## Work request
Reproduce the listing exactly, please, with every line intact.

## Data for review

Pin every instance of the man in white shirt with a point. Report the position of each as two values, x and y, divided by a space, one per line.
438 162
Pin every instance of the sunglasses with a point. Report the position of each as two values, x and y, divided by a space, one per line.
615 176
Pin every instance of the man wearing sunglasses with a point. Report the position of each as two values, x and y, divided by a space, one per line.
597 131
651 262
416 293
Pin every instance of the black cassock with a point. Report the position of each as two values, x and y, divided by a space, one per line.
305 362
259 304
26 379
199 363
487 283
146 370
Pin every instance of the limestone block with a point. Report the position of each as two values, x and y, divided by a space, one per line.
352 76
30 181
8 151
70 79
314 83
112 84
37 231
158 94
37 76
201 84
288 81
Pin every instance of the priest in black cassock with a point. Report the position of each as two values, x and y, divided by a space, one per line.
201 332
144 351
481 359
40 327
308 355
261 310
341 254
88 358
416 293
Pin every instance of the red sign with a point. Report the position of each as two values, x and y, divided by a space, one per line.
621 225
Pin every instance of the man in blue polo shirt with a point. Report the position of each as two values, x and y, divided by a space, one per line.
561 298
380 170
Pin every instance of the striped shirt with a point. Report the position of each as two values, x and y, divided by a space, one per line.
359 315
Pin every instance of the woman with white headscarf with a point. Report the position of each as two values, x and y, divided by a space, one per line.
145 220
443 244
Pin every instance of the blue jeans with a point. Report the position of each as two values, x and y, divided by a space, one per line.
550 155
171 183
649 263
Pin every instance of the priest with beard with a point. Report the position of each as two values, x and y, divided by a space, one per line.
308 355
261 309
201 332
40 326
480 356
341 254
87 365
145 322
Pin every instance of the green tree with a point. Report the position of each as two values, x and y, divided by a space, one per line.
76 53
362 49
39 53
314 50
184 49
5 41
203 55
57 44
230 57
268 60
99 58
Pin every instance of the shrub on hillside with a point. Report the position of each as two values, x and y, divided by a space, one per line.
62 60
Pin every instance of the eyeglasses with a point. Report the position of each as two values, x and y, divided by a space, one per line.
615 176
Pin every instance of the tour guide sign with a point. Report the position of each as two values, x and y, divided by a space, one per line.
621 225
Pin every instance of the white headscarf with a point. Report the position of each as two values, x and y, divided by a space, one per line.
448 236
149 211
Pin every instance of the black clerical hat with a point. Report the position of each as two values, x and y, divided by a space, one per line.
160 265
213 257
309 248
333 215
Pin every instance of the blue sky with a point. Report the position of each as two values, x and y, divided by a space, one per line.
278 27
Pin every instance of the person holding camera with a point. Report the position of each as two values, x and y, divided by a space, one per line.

## Task response
Pin every instance of the man in white shirt with a point. Report the position of each as two values, x and y, divided by a space, one per line.
438 162
Pin every instance of the sunglasses with a point. Report the position of each as two values, x and y, divided by a space, one per line.
615 176
Pin every instance of the man wearing sunglasses with a point. Report the position of each as two values, x and y, divided by a space, one per line.
597 131
651 262
416 293
Pin every instance of the black cassock with a point. Report the position of each as two values, x and y, divided by a space, one per line.
305 362
259 304
26 379
199 363
487 283
146 370
Pin every instance of the limestone block with a point. Report the position of each as two values, x and y, divided by a space, one per line.
352 76
30 181
8 151
70 79
314 83
112 84
37 231
158 94
37 76
201 84
288 81
Pin every instance of the priest in black cassock with a point. Report the position of each as two values, x and y, divided by a space, one per line.
201 332
144 351
481 359
40 327
308 355
261 310
341 254
88 358
416 293
Pin every instance of the red sign with a point. Report the position of each as two values, x and y, divided by a space, one per line.
621 225
Pin every instance of the man in blue polo shirt with a point. Report the position of each as two values, x and y, divided by a space, one per line.
561 298
380 170
Pin every instance of the striped shirt with a point. Report the position of each as two values, x and y, divided by a space, one per line.
359 315
Pin every instance of the woman with white headscarf with a point. Report the position of each as two values, x and y, divided by a space, one per line.
145 220
443 244
Pin every instance of the blue jeans with a point. Report the position of each as two values, x and y, divided by a space, one per line.
550 155
171 183
649 263
Pin every instance of the priest with beard with a point. Report the position of each as two values, x and y, divided by a space, one per line.
308 355
261 309
201 332
40 326
480 356
341 254
87 365
145 322
Pin every instance of the green tree with a point. Report the position of each as two values, x and y, divided by a space, one per line.
76 53
362 49
39 53
314 50
184 49
5 41
203 55
57 44
230 57
268 60
99 58
Pin every instance of the shrub on hillside with a point. Report the position of each as two values, x and y, divided by a space, one per line.
62 60
Pin every instance of the eyeglasses with a point. Report the position of each as two values, x and y, divided by a space, one per line.
615 176
Pin every instance of the tour guide sign with a point. Report the position of each as two values, x and y, divided by a space, one per line.
621 225
Pin every instance of the white headscarf with a point. Report the position of each as two values, x and y, divided by a space, one per line.
448 236
149 211
Pin every instance of the black clerical hat with a point. Report the position of each as two values, x and y, divided by a space, one per line.
160 265
213 257
309 248
333 215
Pin every instance of the blue sky with a point. Report the position of each as two values, x and y, divided by a space, one per line.
278 27
Pin every instance of the person holding camera with a point. Report the position of each as two values, x and y, divided by a space, one per line.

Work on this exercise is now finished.